Aufgabe - Übersetze diesen Satz aus dem Text über den Strukturwandel in der Lausitz ins Englische: „In der Nacht auf Freitag hat der Haushaltsausschuss des Bundestages letzte Korrekturen am Etatentwurf 2016 vorgenommen und beschlossen, dass ab dem kommenden Jahr jährlich vier Millionen Euro zur Begleitung des Strukturwandels in der Lausitz zur Verfügung stehen.“

Vorliegender Text -
In der Nacht auf Freitag hat der Haushaltsausschuss des Bundestages letzte Korrekturen am Etatentwurf 2016 vorgenommen und beschlossen, dass ab dem kommenden Jahr jährlich vier Millionen Euro zur Begleitung des Strukturwandels in der Lausitz zur Verfügung stehen. Der von den Lausitzer Bundestagsabgeordneten Ulrich Freese und Thomas Jurk (beide SPD) eingebrachte Vorschlag zielt darauf, die Veränderungen in den Braunkohleregionen für die Zeit nach der Kohleförderung zu begleiten.

Wie Freese gegenüber der RUNDSCHAU betont, soll ein im Energie- und Klimafonds aufgelegtes neues Programm helfen, "abrupte Strukturbrüche zu verhindern, industrielle Kerne zu sichern und die regionale Wirtschaftsstruktur weiterzuentwickeln". Gefördert werden dabei etwa Potenzial- und Bedarfsstudien, Forschungs- und Demons trationsvorhaben durch regionale Hochschulen und technologieoffene Innovationen, um auf diese Weise regionale Wertschöpfung zu erhalten und zu verbessern.

[Gespeicherte Einträge]
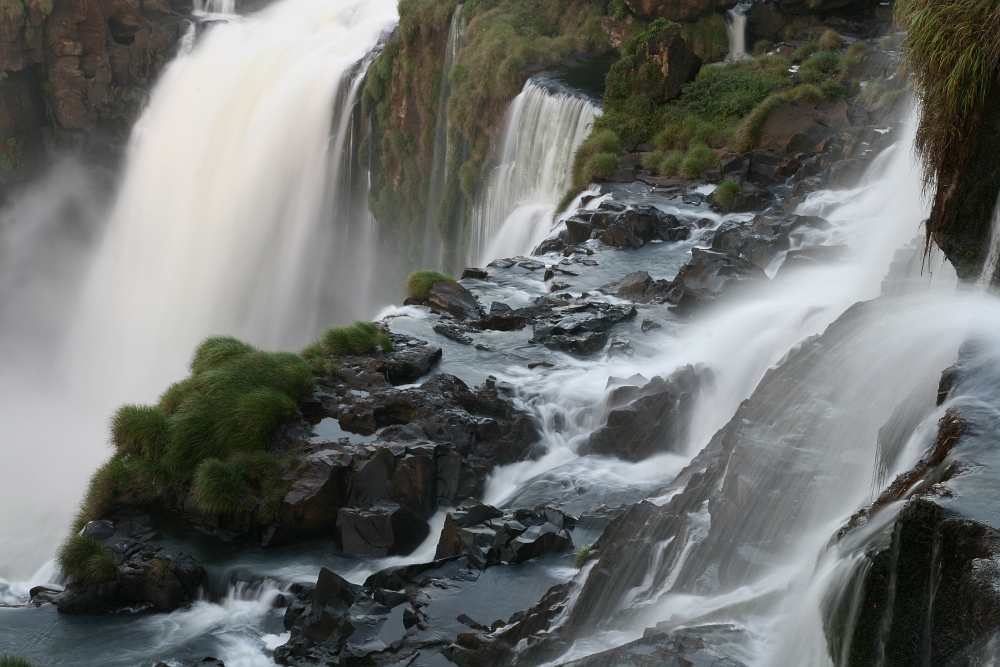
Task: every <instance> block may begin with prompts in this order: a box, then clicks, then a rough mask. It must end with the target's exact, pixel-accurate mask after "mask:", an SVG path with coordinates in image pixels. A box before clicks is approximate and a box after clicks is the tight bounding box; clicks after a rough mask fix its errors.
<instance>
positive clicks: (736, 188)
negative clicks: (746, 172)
mask: <svg viewBox="0 0 1000 667" xmlns="http://www.w3.org/2000/svg"><path fill="white" fill-rule="evenodd" d="M739 193H740V186H739V183H737V182H736V181H733V180H730V179H726V180H724V181H722V183H720V184H719V187H717V188H716V189H715V192H713V193H712V197H713V198H714V199H715V203H716V204H718V205H719V206H721V207H722V208H724V209H726V210H727V211H728V210H729V209H730V208H732V206H733V203H734V202H735V201H736V196H737V195H738V194H739Z"/></svg>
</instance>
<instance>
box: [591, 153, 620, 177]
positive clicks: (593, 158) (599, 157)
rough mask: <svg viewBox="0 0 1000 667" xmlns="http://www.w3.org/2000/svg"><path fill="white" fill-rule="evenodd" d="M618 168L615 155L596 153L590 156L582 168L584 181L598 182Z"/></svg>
mask: <svg viewBox="0 0 1000 667" xmlns="http://www.w3.org/2000/svg"><path fill="white" fill-rule="evenodd" d="M617 168H618V155H616V154H615V153H597V154H596V155H591V156H590V158H589V159H588V160H587V163H586V164H585V165H584V166H583V173H584V179H585V180H586V181H587V183H591V182H593V181H599V180H603V179H605V178H607V177H608V176H610V175H611V172H613V171H614V170H615V169H617Z"/></svg>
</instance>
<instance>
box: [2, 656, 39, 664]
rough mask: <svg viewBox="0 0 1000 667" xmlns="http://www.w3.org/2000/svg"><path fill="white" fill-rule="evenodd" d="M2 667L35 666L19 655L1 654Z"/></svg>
mask: <svg viewBox="0 0 1000 667" xmlns="http://www.w3.org/2000/svg"><path fill="white" fill-rule="evenodd" d="M0 667H34V665H32V664H31V663H30V662H28V661H27V660H25V659H24V658H22V657H20V656H17V655H0Z"/></svg>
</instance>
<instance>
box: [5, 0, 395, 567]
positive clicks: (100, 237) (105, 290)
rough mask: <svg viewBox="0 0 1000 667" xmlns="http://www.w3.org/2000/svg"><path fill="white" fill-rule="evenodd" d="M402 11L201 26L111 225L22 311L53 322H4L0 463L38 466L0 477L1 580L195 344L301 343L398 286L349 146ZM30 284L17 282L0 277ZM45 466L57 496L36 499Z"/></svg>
mask: <svg viewBox="0 0 1000 667" xmlns="http://www.w3.org/2000/svg"><path fill="white" fill-rule="evenodd" d="M396 22H397V13H396V2H395V0H282V1H281V2H279V3H277V4H274V5H272V6H270V7H268V8H267V9H266V10H264V11H262V12H261V13H259V14H257V15H254V16H250V17H232V18H230V20H228V21H226V22H217V23H214V24H212V25H210V26H209V27H208V28H207V29H206V30H205V31H204V33H203V34H202V36H201V37H200V38H199V40H198V42H197V43H196V44H195V46H194V48H193V49H192V50H191V51H190V52H189V53H186V54H183V55H181V56H180V57H179V58H178V59H176V60H175V61H174V62H172V63H171V64H170V65H169V66H168V67H167V69H166V71H165V72H164V74H163V76H162V78H161V80H160V81H159V82H158V84H157V85H156V87H155V89H154V90H153V93H152V97H151V100H150V102H149V105H148V106H147V107H146V109H145V111H144V112H143V114H142V117H141V118H140V120H139V121H138V123H137V124H136V126H135V129H134V131H133V134H132V137H131V142H130V146H129V152H128V157H127V160H126V164H125V168H124V176H123V181H122V183H121V186H120V190H119V192H118V194H117V199H116V201H115V203H114V205H113V206H112V207H111V208H112V210H111V212H110V214H108V215H107V217H106V218H105V220H106V222H105V223H104V227H103V232H99V233H97V234H96V236H97V239H96V242H88V243H87V244H86V245H84V244H82V243H81V247H80V248H75V249H74V253H76V254H75V255H74V257H76V258H82V259H79V264H81V266H80V267H78V269H77V270H76V271H74V272H73V274H72V275H67V276H65V280H64V281H63V282H62V283H60V284H59V286H58V289H55V288H53V289H51V290H48V291H47V292H46V293H45V294H42V295H39V296H38V298H37V300H36V301H35V303H34V308H33V311H34V313H35V314H34V315H32V317H35V318H38V319H41V318H46V317H48V318H52V319H54V323H53V324H52V325H51V326H48V325H46V326H42V325H41V324H39V325H38V326H36V327H35V328H36V329H39V330H41V331H44V336H38V335H33V334H32V327H30V326H29V325H28V324H27V323H22V324H21V325H19V326H18V327H16V328H15V327H6V326H5V334H6V333H9V332H10V331H11V330H15V329H16V331H18V332H23V335H19V336H17V337H16V339H11V340H6V339H5V340H4V341H3V344H4V349H5V354H4V358H3V361H2V364H0V397H3V398H4V400H3V401H0V420H2V423H3V424H4V427H3V429H2V430H0V456H2V457H3V458H0V464H2V467H3V469H5V470H11V469H13V470H20V471H34V473H33V474H32V475H25V476H23V477H24V479H13V480H5V483H4V484H3V485H0V577H5V578H11V577H18V576H21V577H24V576H28V575H30V573H31V570H33V569H35V568H36V567H37V566H38V565H40V564H41V563H42V562H44V560H45V559H46V558H48V557H50V556H51V554H52V552H53V549H54V547H55V545H56V542H57V541H58V540H59V539H60V538H61V537H62V536H64V535H65V530H66V526H67V525H68V524H69V519H70V517H71V515H72V513H73V511H74V510H73V508H74V506H75V504H76V503H77V502H78V501H79V499H80V497H81V496H82V495H83V490H84V488H85V485H86V482H87V479H88V477H89V475H90V472H91V471H92V470H93V469H95V468H96V467H97V466H98V465H99V464H100V463H101V461H102V460H103V459H104V458H106V457H107V456H108V454H109V452H108V450H107V448H106V444H105V443H106V442H107V419H108V416H109V415H110V414H111V412H112V410H113V409H114V408H115V407H116V406H117V405H119V404H121V403H122V402H125V401H132V402H135V401H138V402H150V401H155V400H156V397H157V396H158V394H159V392H160V391H162V390H163V389H164V388H165V387H166V386H167V385H168V383H169V382H172V381H175V380H177V379H179V378H180V377H182V376H183V375H184V374H185V369H186V365H187V361H188V359H189V357H190V354H191V352H192V350H193V348H194V346H195V345H196V344H197V343H198V342H199V340H201V339H202V338H204V337H205V336H208V335H212V334H223V333H224V334H232V335H236V336H239V337H242V338H245V339H248V340H250V341H251V342H253V343H254V344H257V345H260V346H264V347H269V348H282V349H297V348H298V347H300V346H301V345H302V344H304V343H306V342H308V341H309V340H313V339H315V337H316V335H317V334H318V332H319V331H320V330H321V329H322V327H324V326H326V325H329V324H335V323H338V322H344V321H345V320H349V319H351V318H354V317H363V316H369V317H370V316H373V315H374V314H375V312H377V309H378V307H379V304H378V303H376V302H375V296H374V295H375V294H376V293H377V291H378V290H379V288H380V285H381V284H383V282H384V281H386V280H390V281H391V282H392V285H393V287H396V286H397V285H398V279H397V278H396V277H394V276H392V275H391V268H392V262H391V261H389V260H384V259H381V258H380V257H379V256H378V254H377V252H376V244H375V242H374V241H375V239H374V236H373V235H374V233H375V231H376V230H375V229H374V223H373V219H372V217H371V215H370V214H369V213H368V210H367V188H368V174H367V172H366V171H365V170H362V169H359V168H357V167H356V166H355V164H354V158H353V156H354V154H355V147H356V143H357V135H358V134H359V132H358V131H357V126H358V124H359V123H358V118H357V116H358V111H357V109H358V108H359V106H360V105H358V104H356V102H357V99H358V95H359V92H360V89H361V85H362V83H363V74H364V72H365V71H366V68H367V63H368V62H370V59H371V58H372V57H373V49H374V48H375V47H376V45H377V44H378V42H379V40H380V39H381V38H382V37H383V36H384V35H385V34H387V32H388V31H389V30H391V29H392V27H393V26H394V25H395V24H396ZM57 187H58V184H57V185H56V186H54V187H53V191H54V192H61V190H58V189H56V188H57ZM95 189H96V188H95ZM105 189H106V190H110V188H105ZM49 196H50V197H51V195H49ZM67 205H73V204H72V203H70V204H67ZM53 206H55V202H54V201H53ZM74 210H75V209H74ZM63 215H65V214H63ZM98 229H100V227H98ZM67 238H68V237H67ZM8 240H10V239H6V238H5V239H4V241H5V242H6V241H8ZM49 245H52V242H51V241H49ZM10 247H11V248H12V250H11V252H36V253H37V256H38V257H41V256H43V252H50V254H52V255H53V256H54V259H53V261H55V260H56V259H58V256H57V255H56V250H58V249H55V250H52V249H48V248H44V247H43V248H42V249H40V250H35V249H32V248H31V247H28V246H26V245H25V244H20V245H14V246H10ZM34 261H35V260H31V261H29V259H28V258H22V260H21V261H20V263H19V264H24V265H25V266H26V267H27V268H26V269H25V270H28V269H30V268H31V266H28V265H29V264H31V263H32V262H34ZM74 261H76V260H74ZM12 267H13V265H12V264H11V263H9V262H8V263H6V264H5V265H4V266H3V271H4V275H2V276H0V283H4V284H5V283H6V281H7V279H6V274H7V273H9V272H10V271H11V270H13V269H12ZM70 268H71V267H70V265H69V264H66V263H63V262H61V261H60V263H59V269H60V272H62V273H66V272H68V271H69V269H70ZM35 271H36V273H37V274H38V276H36V278H41V279H42V280H50V279H52V276H50V275H49V274H48V273H46V272H45V267H44V266H42V265H39V266H37V267H36V268H35ZM383 276H384V278H383ZM26 282H30V281H28V279H27V278H24V279H22V278H20V277H17V276H14V277H13V278H12V279H11V285H12V289H14V290H15V291H16V292H17V293H22V292H24V285H23V283H26ZM36 282H37V281H36ZM50 294H51V296H50ZM64 295H72V296H71V297H70V296H66V297H65V298H63V297H64ZM4 299H5V302H4V303H2V304H0V305H2V306H3V307H4V310H5V312H9V310H8V306H9V303H8V302H7V300H6V296H4ZM386 300H387V301H388V300H389V297H386ZM46 321H47V320H46ZM36 362H37V363H36ZM43 474H44V478H45V479H46V485H47V486H48V487H50V489H51V492H46V493H44V494H39V493H37V485H38V484H39V483H40V479H41V478H40V477H39V476H40V475H43ZM28 499H30V501H29V500H28ZM26 521H27V522H31V524H30V527H29V525H28V524H27V523H25V522H26ZM25 570H27V571H25Z"/></svg>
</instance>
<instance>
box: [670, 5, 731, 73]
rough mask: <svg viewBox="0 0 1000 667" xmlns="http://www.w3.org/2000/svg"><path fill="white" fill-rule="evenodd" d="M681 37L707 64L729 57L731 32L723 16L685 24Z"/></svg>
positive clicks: (696, 21)
mask: <svg viewBox="0 0 1000 667" xmlns="http://www.w3.org/2000/svg"><path fill="white" fill-rule="evenodd" d="M681 36H682V37H683V38H684V41H685V42H686V43H687V45H688V46H689V47H691V50H692V51H694V52H695V53H696V54H698V57H699V58H701V59H702V60H704V61H706V62H717V61H720V60H722V59H724V58H725V57H726V56H727V55H729V30H728V29H727V27H726V20H725V19H724V18H722V15H721V14H714V13H713V14H709V15H708V16H704V17H702V18H700V19H698V21H696V22H695V23H685V24H684V25H683V26H681Z"/></svg>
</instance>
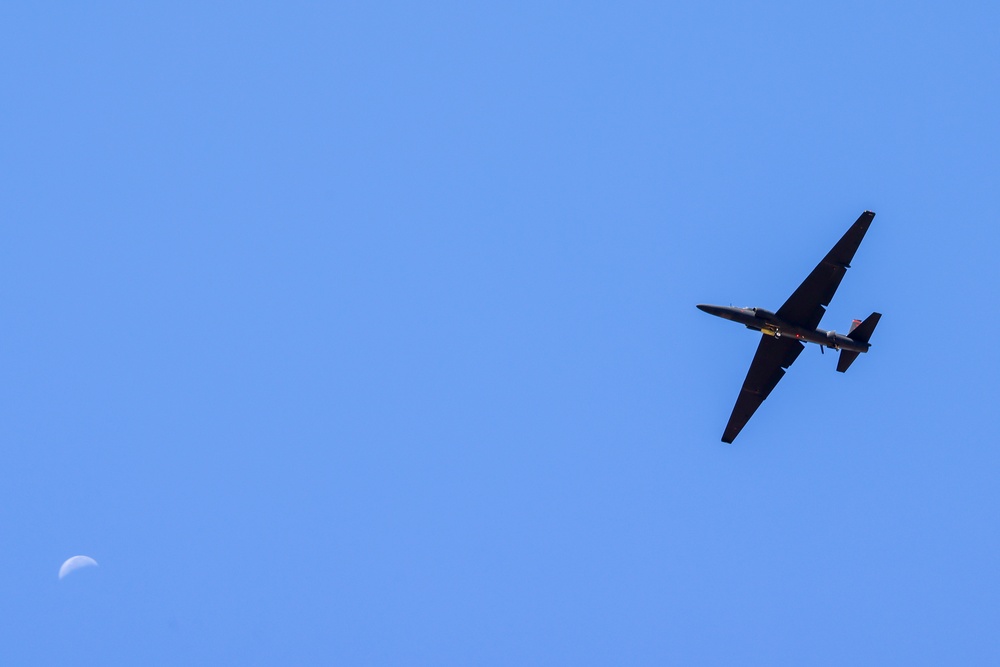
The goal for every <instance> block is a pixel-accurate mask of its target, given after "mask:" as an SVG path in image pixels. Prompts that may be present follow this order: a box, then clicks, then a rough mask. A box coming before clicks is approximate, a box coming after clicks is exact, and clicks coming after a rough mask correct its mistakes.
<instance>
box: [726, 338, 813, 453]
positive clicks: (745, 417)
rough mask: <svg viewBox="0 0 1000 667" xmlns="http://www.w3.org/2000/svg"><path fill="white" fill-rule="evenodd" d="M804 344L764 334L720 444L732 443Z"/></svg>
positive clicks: (756, 352)
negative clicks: (777, 337)
mask: <svg viewBox="0 0 1000 667" xmlns="http://www.w3.org/2000/svg"><path fill="white" fill-rule="evenodd" d="M803 348H805V345H803V344H802V343H800V342H799V341H797V340H794V339H791V338H775V337H774V336H767V335H763V336H761V337H760V345H758V346H757V352H756V353H755V354H754V356H753V362H752V363H751V364H750V370H749V371H747V377H746V379H745V380H744V381H743V388H742V389H740V396H739V398H737V399H736V406H735V407H734V408H733V414H732V415H730V417H729V423H728V424H726V431H725V433H723V434H722V441H723V442H726V443H732V441H733V440H735V439H736V436H737V435H739V432H740V431H741V430H742V429H743V427H744V426H746V423H747V422H748V421H750V417H752V416H753V413H754V412H756V411H757V408H759V407H760V404H761V403H763V402H764V399H765V398H767V395H768V394H770V393H771V390H772V389H774V387H775V385H777V384H778V381H779V380H780V379H781V378H782V377H783V376H784V375H785V369H786V368H788V367H789V366H791V365H792V362H793V361H795V358H796V357H798V356H799V353H800V352H802V350H803Z"/></svg>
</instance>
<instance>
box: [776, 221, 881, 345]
mask: <svg viewBox="0 0 1000 667" xmlns="http://www.w3.org/2000/svg"><path fill="white" fill-rule="evenodd" d="M874 217H875V214H874V213H872V212H871V211H865V212H864V213H862V214H861V217H860V218H858V219H857V221H856V222H855V223H854V224H853V225H851V228H850V229H848V230H847V232H846V233H845V234H844V235H843V236H842V237H841V239H840V240H839V241H837V245H835V246H833V249H832V250H830V252H828V253H827V254H826V257H824V258H823V261H821V262H820V263H819V265H817V266H816V268H815V269H813V270H812V273H810V274H809V276H808V277H807V278H806V279H805V280H803V281H802V284H801V285H799V286H798V288H797V289H796V290H795V291H794V292H792V295H791V296H790V297H788V301H785V303H784V304H782V306H781V308H779V309H778V312H777V313H775V314H776V315H777V316H778V317H780V318H781V319H783V320H785V321H786V322H789V323H791V324H797V325H799V326H802V327H806V328H808V329H815V328H816V327H818V326H819V321H820V320H821V319H823V314H824V313H825V312H826V308H824V306H828V305H830V300H831V299H832V298H833V295H834V294H835V293H836V291H837V288H838V287H840V281H841V280H843V279H844V274H845V273H847V269H848V268H849V267H850V266H851V260H853V259H854V253H856V252H857V251H858V246H860V245H861V240H862V239H864V238H865V232H867V231H868V226H869V225H871V224H872V219H873V218H874Z"/></svg>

Deine Antwort - During the night before Friday, the Budget Committee of the Bundestag made final corrections to the 2016 draft budget and decided that, starting next year, four million euros will be available annually to support the structural change in Lusatia.